* **Ziel der Aufgabe**:
Schreib den Abschnitt des Berichts über die Projektwoche von "Von Anna Neef" bis "morgen 34 Viertklässler." noch einmal ab und ersetze darin "Viertklässler" durch "Grundschüler".

* **Lesetext**:
========================================
Im Klassenzimmer bleibt der Tod kein Tabuthema mehr
34 Viertklässler aus Crottendorf setzen sich seit Montag mit Leben und Sterben auseinander. Der Hospizdienst "Zion" aus Aue begleitet sie auf diesem spannenden Weg.
Von Anna Neef
Crottendorf - Wann ist der richtige Zeitpunkt, um mit Kindern über den Tod zu reden? Immer. Davon sind die Frauen des Auer Hospizdiensts "Zion" überzeugt. "Kinder gehen mit dem Thema offener um als Erwachsene", sagt Claudia Orgis. Sie und acht Mitstreiterinnen füllen in Crottendorf eine wahrlich außergewöhnliche Projektwoche mit Leben: "Hospiz macht Schule" - damit befassen sich seit Montag und noch bis morgen 34 Viertklässler.
Isabelle findet das spannend. "Wir reden über Sachen, die man sonst nicht erzählt", sagt das Mädchen. Ein bissel komisch sei das schon. Aber nicht schlimm. Der Tod gehört zum Kreislauf des Lebens - das ist die Botschaft. "Es geht aber nicht nur ums Sterben", so Orgis. Älterwerden, Krankheiten, Trauer und Trost spielen ebenfalls tragende Rollen in der Projektwoche, die strengen Regeln folgt. Die Hospizdienstlerinnen aus Aue und aus Erlabrunn absolvierten im Vorfeld die nötige Qualifizierung. Entwickelt wurde das Konzept "Hospiz macht Schule" von der Hospizbewegung Düren, dem deutschen Hospiz- und Palliativ-Verband sowie Experten.
Jeder Tag beginnt gemeinsam, ehe sich die Kinder in Gruppen aufteilen. Im kleinen Kreis ist es leichter, sich zu öffnen. Das gelingt den Knirpsen trotz des vermeintlichen Tabuthemas spielend. Fast alle quasseln munter drauf los. Die tote Katze oder der tote Hamster kommen dabei ebenso zur Sprache wie die kranke Oma. Ist es unter der Erde kalt? Wie kommt es, dass Opa in eine Urne passt? Dieser Wissensdurst, ganz unverblümt, mag Erwachsene, die das Thema oft meiden, vielleicht verblüffen. Die Knirpse in Crottendorf aber reden offen darüber. "Das ist wichtig, um es gar nicht erst zum Tabuthema werden zu lassen", sagt Orgis. Nur einmal flossen bisher Tränen, gleich am ersten Tag. "Aber wir konnten das Kind gut auffangen."
Angela Breitfeld, Koordinatorin des Auer Hospizdiensts, bot im Altkreis Aue-Schwarzenberg 15 Grundschulen diese Projektwoche an. "Es gab keine Rückmeldung." Über eine Bekannte erfuhr Ines Rudolph davon. "Ich fand es gut", sagt die Leiterin der Crottendorfer Grundschule. Der Lebenskreislauf samt Tod und Vergänglichkeit seien in der Altersgruppe ohnehin Lehrstoff. "Wir informierten die Eltern übers Projekt, sie waren einverstanden", so Rudolph, die froh ist, dass alle den Mut dazu hatten. "Die Kinder gehen unvoreingenommen ran. Und die Frauen machen das klasse."
========================================
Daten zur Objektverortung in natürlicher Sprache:
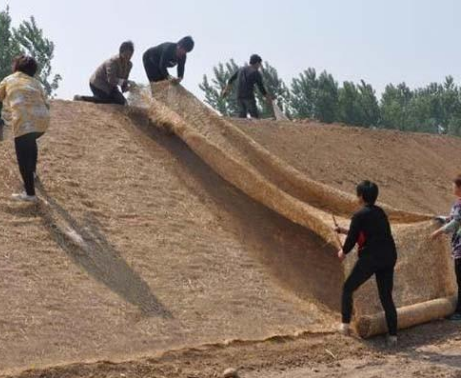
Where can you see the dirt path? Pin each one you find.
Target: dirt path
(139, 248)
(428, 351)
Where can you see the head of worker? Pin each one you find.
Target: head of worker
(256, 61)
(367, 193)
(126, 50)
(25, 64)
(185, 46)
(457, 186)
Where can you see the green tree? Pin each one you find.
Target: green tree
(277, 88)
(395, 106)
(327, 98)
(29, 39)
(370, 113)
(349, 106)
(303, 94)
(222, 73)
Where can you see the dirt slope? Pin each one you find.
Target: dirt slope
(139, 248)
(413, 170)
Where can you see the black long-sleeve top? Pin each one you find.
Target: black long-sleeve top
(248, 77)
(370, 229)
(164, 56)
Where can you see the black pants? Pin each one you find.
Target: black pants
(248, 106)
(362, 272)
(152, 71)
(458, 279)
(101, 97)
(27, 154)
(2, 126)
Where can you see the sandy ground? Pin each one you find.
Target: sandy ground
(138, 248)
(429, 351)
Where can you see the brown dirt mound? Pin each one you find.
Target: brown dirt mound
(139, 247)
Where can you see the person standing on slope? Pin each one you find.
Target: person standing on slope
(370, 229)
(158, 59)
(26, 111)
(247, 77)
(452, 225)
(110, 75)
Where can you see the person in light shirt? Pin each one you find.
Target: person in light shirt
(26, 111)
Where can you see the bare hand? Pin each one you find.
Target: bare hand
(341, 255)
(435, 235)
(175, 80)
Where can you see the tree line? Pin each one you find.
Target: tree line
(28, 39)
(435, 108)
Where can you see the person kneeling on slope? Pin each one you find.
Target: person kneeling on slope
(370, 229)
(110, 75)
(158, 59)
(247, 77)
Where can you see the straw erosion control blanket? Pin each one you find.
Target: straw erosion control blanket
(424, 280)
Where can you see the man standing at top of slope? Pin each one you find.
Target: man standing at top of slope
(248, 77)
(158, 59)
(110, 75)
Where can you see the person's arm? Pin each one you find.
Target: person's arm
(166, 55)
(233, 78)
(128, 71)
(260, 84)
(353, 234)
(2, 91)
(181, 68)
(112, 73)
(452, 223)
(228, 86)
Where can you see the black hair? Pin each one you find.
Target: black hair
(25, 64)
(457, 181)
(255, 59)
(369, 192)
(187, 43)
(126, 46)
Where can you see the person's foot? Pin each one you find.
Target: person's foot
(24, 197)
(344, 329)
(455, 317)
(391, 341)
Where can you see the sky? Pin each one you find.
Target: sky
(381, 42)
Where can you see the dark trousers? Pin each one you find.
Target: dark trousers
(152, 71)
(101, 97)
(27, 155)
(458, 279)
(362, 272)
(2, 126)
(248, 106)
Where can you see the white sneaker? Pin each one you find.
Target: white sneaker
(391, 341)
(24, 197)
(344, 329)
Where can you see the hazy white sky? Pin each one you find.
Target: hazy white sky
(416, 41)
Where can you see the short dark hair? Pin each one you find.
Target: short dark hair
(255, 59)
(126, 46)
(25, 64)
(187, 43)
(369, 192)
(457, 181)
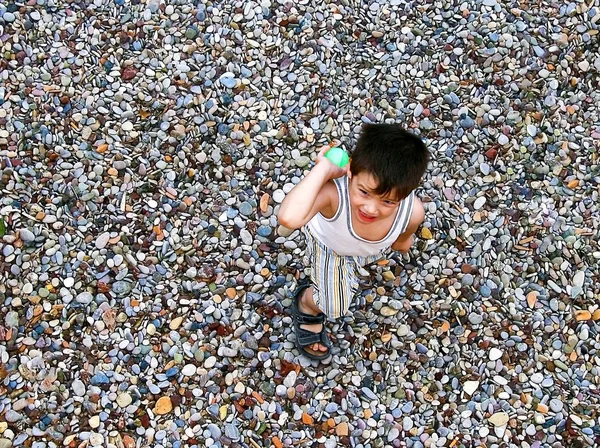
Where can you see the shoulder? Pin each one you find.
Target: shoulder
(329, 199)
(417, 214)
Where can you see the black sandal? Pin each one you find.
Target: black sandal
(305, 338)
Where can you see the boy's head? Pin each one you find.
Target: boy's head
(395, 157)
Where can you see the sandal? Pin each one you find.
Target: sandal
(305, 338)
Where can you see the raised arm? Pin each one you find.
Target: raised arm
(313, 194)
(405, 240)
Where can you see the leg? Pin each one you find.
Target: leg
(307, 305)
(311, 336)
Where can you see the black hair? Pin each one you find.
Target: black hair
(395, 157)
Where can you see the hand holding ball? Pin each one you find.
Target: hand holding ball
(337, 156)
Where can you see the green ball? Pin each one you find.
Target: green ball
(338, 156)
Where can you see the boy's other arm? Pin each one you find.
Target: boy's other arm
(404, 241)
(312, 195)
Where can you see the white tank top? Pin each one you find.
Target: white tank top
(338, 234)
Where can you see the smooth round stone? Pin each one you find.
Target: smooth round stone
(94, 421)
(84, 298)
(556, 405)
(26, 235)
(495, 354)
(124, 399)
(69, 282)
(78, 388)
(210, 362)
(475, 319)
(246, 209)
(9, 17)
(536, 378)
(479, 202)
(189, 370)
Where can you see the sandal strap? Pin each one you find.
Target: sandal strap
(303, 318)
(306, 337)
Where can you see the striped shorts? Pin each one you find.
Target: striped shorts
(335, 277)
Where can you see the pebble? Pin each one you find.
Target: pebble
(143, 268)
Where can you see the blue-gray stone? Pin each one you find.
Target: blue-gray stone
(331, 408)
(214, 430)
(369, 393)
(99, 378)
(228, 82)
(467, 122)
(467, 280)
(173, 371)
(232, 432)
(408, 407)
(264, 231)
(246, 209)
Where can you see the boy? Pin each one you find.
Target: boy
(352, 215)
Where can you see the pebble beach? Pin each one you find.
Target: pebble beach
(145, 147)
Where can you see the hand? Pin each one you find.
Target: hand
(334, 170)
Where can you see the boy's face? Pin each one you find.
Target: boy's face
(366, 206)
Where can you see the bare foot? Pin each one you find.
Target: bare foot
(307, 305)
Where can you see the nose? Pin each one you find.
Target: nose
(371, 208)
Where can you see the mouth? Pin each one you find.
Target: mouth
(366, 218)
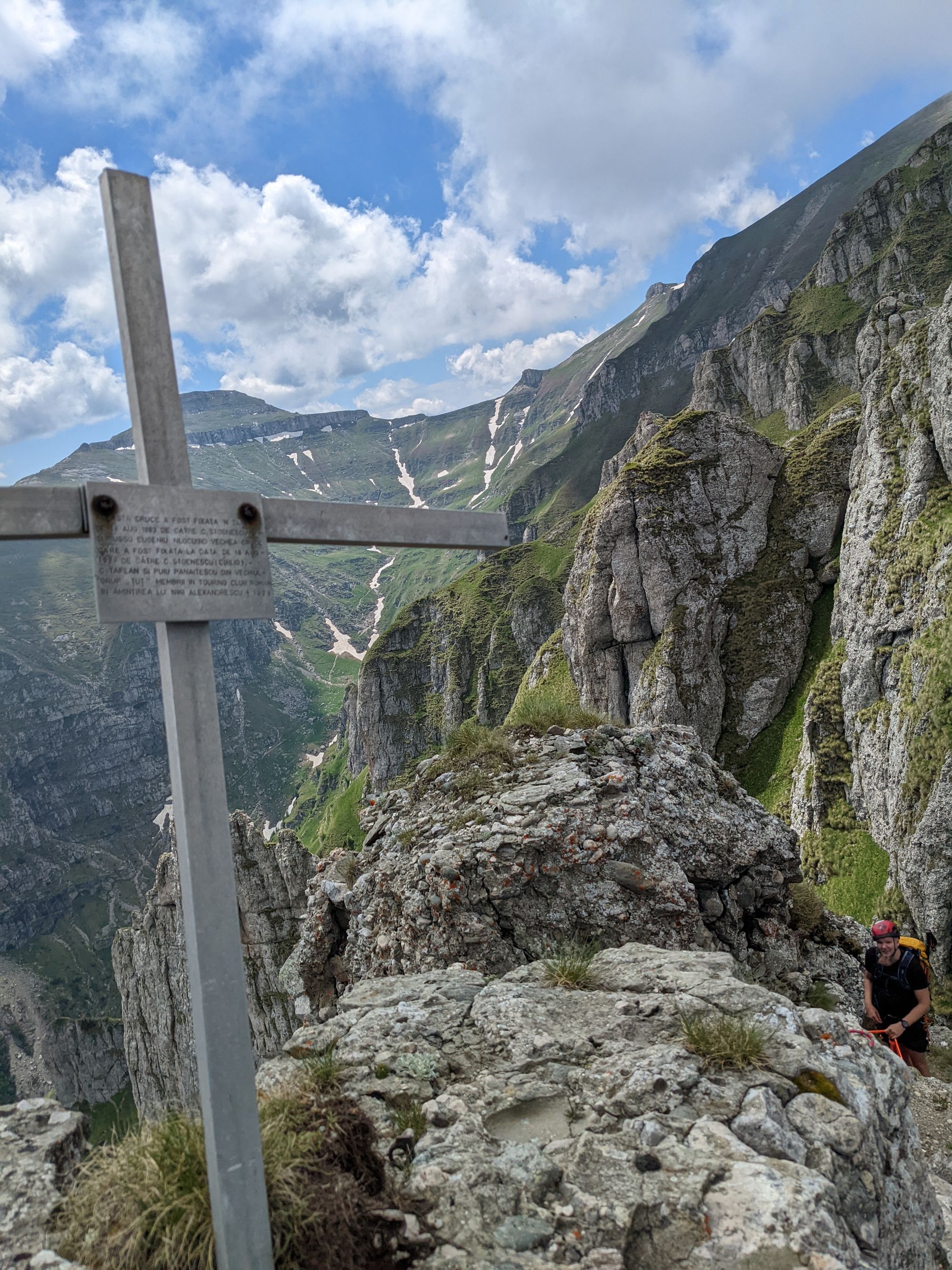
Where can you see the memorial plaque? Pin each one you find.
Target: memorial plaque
========================================
* **Lösung der Aufgabe**:
Von Anna Neef
Crottendorf - Wann ist der richtige Zeitpunkt, um mit Kindern über den Tod zu reden? Immer. Davon sind die Frauen des Auer Hospizdiensts "Zion" überzeugt. "Kinder gehen mit dem Thema offener um als Erwachsene", sagt Claudia Orgis. Sie und acht Mitstreiterinnen füllen in Crottendorf eine wahrlich außergewöhnliche Projektwoche mit Leben: "Hospiz macht Schule" - damit befassen sich seit Montag und noch bis morgen 34 Grundschüler.